Data from a source
····················

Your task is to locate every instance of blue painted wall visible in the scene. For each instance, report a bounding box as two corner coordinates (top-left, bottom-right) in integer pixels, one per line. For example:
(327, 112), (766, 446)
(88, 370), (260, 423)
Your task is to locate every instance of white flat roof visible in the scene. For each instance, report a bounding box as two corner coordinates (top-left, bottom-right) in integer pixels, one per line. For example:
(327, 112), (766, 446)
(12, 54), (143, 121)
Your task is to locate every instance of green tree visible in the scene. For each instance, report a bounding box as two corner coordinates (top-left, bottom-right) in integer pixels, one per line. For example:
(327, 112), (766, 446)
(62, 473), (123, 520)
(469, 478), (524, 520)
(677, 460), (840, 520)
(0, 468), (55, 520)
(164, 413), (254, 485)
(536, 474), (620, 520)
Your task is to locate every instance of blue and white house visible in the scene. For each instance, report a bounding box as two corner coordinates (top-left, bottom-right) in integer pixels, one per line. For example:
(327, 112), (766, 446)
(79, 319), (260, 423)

····················

Exercise aim:
Write out all of the data above again, adding 28 to every bounding box coordinate in the answers. Keep every other line as it is, including the sample coordinates.

Response to this exercise:
Your task is to locate every instance of blue painted wall visible in the scene. For each instance, report a bounding box as two corner coordinates (top-left, bottom-right) in integer pixels, one per line. For example:
(327, 112), (766, 446)
(116, 398), (288, 451)
Your task is to locate every instance of white flat roof visible in the scene. For each instance, report a bounding box as two corner coordinates (top-left, bottom-right) in integer pixels, one per line. For example:
(327, 112), (766, 446)
(40, 82), (171, 149)
Your task is to locate every instance of green tree visible in the scene. For each instance, report a bounding box as two corner coordinates (top-left, bottom-right) in integer pixels, one per line. For example:
(327, 112), (766, 446)
(90, 501), (151, 548)
(497, 506), (552, 548)
(705, 488), (868, 548)
(28, 496), (83, 548)
(192, 441), (282, 513)
(564, 502), (648, 548)
Your task is to locate every instance of blue and white house visible in the scene. For each instance, report a bounding box as two corner coordinates (top-left, bottom-right) in integer pixels, one per line. For example:
(327, 112), (766, 446)
(107, 347), (288, 451)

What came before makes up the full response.